* **Work request**:
Transcribe the lines from the start of the data below through the line with "Target: concrete step", word for word and nothing more.

------ Provided records ------

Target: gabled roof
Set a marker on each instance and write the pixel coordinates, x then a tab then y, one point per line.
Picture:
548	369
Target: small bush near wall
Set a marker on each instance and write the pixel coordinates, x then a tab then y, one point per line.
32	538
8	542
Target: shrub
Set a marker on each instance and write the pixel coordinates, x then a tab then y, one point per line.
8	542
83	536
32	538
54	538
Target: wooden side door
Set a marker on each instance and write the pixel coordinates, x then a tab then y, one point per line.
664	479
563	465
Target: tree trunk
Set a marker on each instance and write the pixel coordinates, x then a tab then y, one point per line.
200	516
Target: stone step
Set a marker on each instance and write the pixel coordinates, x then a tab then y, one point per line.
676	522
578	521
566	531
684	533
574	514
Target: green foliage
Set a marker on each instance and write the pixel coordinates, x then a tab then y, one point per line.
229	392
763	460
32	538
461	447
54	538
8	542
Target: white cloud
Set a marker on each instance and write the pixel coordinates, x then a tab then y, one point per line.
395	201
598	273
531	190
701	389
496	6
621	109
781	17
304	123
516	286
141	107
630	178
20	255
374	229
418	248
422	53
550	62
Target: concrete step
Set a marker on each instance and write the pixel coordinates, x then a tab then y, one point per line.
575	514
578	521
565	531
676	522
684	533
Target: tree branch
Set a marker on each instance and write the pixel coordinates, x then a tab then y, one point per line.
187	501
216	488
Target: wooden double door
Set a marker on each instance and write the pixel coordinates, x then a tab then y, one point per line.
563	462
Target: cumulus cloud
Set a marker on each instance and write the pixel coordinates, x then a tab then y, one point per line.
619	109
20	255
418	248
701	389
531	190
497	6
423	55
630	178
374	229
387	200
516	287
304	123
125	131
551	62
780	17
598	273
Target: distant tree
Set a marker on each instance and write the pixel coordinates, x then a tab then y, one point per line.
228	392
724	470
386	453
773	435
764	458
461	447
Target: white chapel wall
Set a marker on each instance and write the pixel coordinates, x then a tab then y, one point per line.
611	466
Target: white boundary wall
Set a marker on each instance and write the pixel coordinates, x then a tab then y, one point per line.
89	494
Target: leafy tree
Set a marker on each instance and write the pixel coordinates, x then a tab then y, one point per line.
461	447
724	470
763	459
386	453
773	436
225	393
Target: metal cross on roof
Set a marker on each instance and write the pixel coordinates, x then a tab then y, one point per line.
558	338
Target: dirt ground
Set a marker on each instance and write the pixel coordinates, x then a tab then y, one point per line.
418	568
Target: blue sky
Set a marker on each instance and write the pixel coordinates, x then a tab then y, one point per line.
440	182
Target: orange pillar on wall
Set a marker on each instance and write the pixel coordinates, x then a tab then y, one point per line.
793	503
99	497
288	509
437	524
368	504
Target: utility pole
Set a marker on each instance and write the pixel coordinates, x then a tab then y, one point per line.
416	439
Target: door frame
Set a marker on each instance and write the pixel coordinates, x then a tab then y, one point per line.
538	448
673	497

------

* **Solution to this task**:
Target: gabled roof
Set a marker on each instance and write the pixel coordinates, x then a tab then y, one point per line.
Picture:
548	369
Target: small bush near wall
Set a marker on each instance and write the pixel coordinates, x then a tab then y, one point per line.
32	538
8	542
Target: shrub
Set a marker on each instance and write the pixel coordinates, x then a tab then y, one point per line.
8	542
83	536
32	538
54	538
Target: wooden side door
Set a marker on each instance and write the pixel coordinates, x then a tab then y, one point per line.
664	479
563	465
Target: tree trunk
Set a marker on each instance and write the pixel coordinates, x then a tab then y, one point per line.
200	516
Target: stone step
Set a marker on each instance and write the pixel coordinates, x then a tab then y, one point per line.
676	522
578	521
566	531
684	533
574	514
Target: green foliage
Set a marker on each instance and write the pixel coordinates, x then a tab then y, one point per line.
229	392
763	460
32	538
461	447
54	538
8	542
Target: white cloud
Set a marker on each instance and write the pixel coordinates, x then a tab then y, one point per line.
395	201
598	273
531	190
701	389
496	6
621	109
781	17
304	123
516	286
141	107
630	178
20	255
374	229
418	248
422	53
550	62
Target: concrete step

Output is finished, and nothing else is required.